Data supplied section start
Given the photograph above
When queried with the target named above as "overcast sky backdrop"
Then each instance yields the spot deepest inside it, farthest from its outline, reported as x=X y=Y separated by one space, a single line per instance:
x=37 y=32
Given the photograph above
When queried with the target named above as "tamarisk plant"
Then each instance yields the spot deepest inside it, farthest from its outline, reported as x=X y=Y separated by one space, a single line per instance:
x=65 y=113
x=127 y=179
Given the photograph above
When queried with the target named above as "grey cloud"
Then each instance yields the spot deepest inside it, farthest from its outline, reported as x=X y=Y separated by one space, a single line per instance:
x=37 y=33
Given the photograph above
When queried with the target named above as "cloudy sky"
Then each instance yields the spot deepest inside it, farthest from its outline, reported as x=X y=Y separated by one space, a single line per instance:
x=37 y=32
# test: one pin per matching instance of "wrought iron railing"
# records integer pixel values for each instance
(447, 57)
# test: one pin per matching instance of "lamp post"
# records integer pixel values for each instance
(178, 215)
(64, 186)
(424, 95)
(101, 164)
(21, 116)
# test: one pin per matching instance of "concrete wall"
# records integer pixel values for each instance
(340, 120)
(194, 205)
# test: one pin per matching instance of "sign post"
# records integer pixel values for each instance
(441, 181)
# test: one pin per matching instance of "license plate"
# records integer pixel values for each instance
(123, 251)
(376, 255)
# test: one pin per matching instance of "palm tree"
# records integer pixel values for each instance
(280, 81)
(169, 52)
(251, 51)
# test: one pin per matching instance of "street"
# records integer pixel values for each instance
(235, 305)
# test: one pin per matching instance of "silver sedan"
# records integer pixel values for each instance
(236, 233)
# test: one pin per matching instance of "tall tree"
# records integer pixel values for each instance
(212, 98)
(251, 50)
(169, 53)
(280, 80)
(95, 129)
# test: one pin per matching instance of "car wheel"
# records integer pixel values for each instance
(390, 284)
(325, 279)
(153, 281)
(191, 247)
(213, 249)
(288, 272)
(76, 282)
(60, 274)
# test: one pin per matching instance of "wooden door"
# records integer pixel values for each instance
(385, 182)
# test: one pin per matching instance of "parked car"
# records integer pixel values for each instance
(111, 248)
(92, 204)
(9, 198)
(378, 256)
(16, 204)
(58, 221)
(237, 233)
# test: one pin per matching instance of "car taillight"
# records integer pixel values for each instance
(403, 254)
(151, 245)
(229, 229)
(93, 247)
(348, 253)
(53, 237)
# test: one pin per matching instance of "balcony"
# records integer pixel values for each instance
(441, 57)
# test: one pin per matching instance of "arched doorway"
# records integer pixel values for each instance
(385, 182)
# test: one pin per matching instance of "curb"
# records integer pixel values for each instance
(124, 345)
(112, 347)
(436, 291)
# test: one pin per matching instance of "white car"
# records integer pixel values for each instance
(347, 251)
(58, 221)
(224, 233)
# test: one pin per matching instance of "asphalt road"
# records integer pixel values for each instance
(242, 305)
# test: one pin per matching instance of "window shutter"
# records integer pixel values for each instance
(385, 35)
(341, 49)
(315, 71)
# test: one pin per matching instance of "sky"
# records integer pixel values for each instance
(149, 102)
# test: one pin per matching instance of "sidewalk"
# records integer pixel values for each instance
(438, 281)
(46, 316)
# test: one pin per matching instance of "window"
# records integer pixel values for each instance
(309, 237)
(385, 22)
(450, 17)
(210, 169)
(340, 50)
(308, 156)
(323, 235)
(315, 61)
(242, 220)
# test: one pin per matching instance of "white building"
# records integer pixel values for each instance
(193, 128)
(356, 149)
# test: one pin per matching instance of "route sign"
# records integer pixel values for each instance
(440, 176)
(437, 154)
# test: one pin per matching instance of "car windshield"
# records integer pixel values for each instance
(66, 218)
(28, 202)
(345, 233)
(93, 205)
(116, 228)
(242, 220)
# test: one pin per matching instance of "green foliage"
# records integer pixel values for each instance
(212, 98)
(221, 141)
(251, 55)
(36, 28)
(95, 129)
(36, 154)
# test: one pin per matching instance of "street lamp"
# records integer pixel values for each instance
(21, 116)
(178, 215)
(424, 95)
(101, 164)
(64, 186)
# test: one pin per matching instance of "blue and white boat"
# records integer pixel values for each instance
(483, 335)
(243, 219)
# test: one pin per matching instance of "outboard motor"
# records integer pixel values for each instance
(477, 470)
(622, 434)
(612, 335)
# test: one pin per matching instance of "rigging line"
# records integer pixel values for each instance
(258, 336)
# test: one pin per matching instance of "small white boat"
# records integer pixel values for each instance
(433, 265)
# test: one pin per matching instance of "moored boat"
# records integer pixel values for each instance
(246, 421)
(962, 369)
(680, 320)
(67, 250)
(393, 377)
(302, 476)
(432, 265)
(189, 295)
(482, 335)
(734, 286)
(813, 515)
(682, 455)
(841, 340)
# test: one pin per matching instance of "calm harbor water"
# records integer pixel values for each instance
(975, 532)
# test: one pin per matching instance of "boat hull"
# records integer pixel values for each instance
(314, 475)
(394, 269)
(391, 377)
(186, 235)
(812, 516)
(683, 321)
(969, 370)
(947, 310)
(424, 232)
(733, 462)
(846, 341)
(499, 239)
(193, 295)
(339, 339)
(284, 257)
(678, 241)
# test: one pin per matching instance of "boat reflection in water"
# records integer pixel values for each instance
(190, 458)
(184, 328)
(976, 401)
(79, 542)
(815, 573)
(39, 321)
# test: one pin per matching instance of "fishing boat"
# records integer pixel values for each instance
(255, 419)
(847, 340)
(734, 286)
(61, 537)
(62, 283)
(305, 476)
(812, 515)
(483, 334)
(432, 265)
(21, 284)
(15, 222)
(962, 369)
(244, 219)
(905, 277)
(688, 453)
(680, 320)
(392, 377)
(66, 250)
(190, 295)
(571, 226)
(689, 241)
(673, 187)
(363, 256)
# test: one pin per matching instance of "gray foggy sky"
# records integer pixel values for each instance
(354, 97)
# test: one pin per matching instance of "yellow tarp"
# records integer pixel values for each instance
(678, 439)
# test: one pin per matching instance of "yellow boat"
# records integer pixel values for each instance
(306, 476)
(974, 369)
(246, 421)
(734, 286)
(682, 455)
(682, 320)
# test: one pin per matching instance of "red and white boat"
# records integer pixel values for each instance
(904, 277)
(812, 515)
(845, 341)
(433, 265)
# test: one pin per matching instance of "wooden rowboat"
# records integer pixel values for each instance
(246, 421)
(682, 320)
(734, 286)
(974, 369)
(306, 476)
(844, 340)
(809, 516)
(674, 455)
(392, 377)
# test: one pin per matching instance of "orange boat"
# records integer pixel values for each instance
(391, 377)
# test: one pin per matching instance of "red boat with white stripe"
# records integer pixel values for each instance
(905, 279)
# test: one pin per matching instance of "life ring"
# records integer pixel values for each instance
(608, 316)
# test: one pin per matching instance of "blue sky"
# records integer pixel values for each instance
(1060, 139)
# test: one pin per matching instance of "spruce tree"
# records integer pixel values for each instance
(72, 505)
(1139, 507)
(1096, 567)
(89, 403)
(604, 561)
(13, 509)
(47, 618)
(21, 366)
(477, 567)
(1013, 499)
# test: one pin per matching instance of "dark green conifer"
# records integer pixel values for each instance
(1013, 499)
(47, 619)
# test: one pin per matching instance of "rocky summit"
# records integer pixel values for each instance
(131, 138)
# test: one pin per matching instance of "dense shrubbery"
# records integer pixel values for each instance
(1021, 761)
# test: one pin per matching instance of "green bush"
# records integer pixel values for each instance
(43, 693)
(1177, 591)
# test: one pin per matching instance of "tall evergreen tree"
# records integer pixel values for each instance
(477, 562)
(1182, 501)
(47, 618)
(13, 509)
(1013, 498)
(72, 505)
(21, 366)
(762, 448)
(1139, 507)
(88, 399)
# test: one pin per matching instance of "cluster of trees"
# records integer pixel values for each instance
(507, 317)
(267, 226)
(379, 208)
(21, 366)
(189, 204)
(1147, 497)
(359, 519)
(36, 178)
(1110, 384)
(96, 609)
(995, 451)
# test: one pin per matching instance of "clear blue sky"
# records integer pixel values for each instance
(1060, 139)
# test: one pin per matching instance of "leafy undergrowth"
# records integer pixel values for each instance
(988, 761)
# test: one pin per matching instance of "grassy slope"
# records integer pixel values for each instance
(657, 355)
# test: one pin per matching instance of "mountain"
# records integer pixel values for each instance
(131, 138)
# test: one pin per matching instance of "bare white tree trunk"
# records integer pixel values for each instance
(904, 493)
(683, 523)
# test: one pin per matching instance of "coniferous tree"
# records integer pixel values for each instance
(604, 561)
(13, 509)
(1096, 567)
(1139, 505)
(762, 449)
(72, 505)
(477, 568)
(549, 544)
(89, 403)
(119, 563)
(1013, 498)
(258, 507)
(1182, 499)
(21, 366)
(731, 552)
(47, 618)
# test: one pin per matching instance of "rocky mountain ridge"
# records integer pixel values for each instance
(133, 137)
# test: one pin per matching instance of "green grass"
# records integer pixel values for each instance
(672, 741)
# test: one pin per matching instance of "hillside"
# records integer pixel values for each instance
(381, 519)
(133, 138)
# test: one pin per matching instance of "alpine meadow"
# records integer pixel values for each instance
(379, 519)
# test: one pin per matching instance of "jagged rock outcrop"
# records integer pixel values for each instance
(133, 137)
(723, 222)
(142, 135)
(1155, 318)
Data supplied section end
**Work request**
I need each line from the listing where the word "with" occurs.

**Reply to the exercise**
When queried with the target named above as "overcast sky backdrop"
When queried with the target named above as "tamarisk plant"
When queried with the target named above as "grey cloud"
When queried with the target named above as "cloudy sky"
# test: one pin per matching instance of "red boat with white stripe"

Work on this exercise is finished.